===== Passage given =====

Features SQL Server Needs to Add (And Drop)

SQL Server
30 Comments

When you work with the same database server day in and day out, you can get a bit blinded by your assumptions. You might just assume that the way SQL Server does it is how every database does it.

But check out these features from other database platforms:

Cache query results – SQL Server only caches raw data pages. If you join ten tables together and do an ORDER BY on the results, SQL Server doesn’t cache any of its work tables or the final results. It rebuilds that wheel again every time the query runs – even if the data hasn’t changed, and even if the data is read-only. Oracle’s SQL Result Cache does just what it says on the tin.

Transactional DDL – When you need to change a bunch of database objects as part of a deployment, better have your prayer beads handy. If any change goes wrong, especially in a long, complex script with no error handling, you can find yourself with a mess of a database where some changes worked and others didn’t. PostgreSQL’s transactional DDL support lets you start a transaction, make your table changes, and then only commit if they all worked.

===== Dataset section =====

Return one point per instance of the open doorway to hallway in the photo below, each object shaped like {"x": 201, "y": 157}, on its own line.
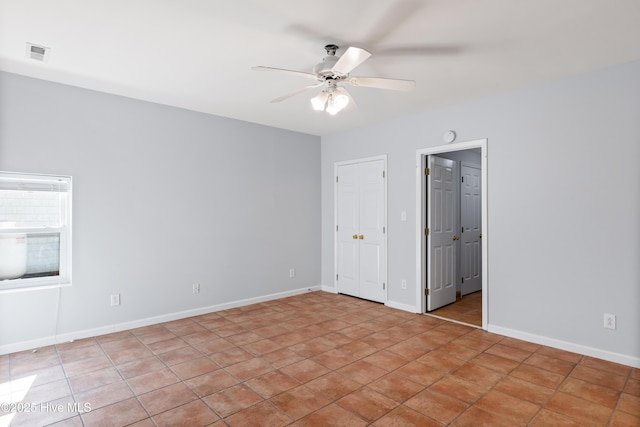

=====

▶ [Directive] Continue the post on features SQL Server should add, starting after its last sentence. The lines above come from a separate source.

▶ [Response to this exercise]
Warm up the cache automatically – Restart a SQL Server or fail it over to another cluster node, and performance starts over from scratch: all queries will hit disk because nothing’s in the buffer pool yet. PostgreSQL’s pg_prewarm and pg_hibernator let you write the buffer pool to disk during a graceful shutdown, and warm up the cache on other nodes before you fail over so that they’re ready to fly.

Refresh indexed views on your terms – SQL Server’s indexed views are persisted to disk, but they’re always updated in real time with every delete/update/insert of the underlying tables. While that sounds like a good thing, it’s not a great idea for data warehouses where we want the fastest possible loads, or reporting tables for an OLTP system. Oracle’s materialized views can be refreshed on a scheduled basis. Need more up-to-date data? Just refresh ’em. Need to hold off while you run a database-intensive Black Friday sale? No problem, leave the views as-is.

Like these? I’ve got more. In a fun, relaxed webcast on Tuesday, June 23rd, I’ll will show you a few features from other database platforms, plus give you a tour through my favorite Connect.Microsoft.com requests. I’ll also discuss features that just didn’t catch on – and probably need to be taken out to the farm. We’ll talk through the whole thing live over Twitter, too.

Register for the webcast now.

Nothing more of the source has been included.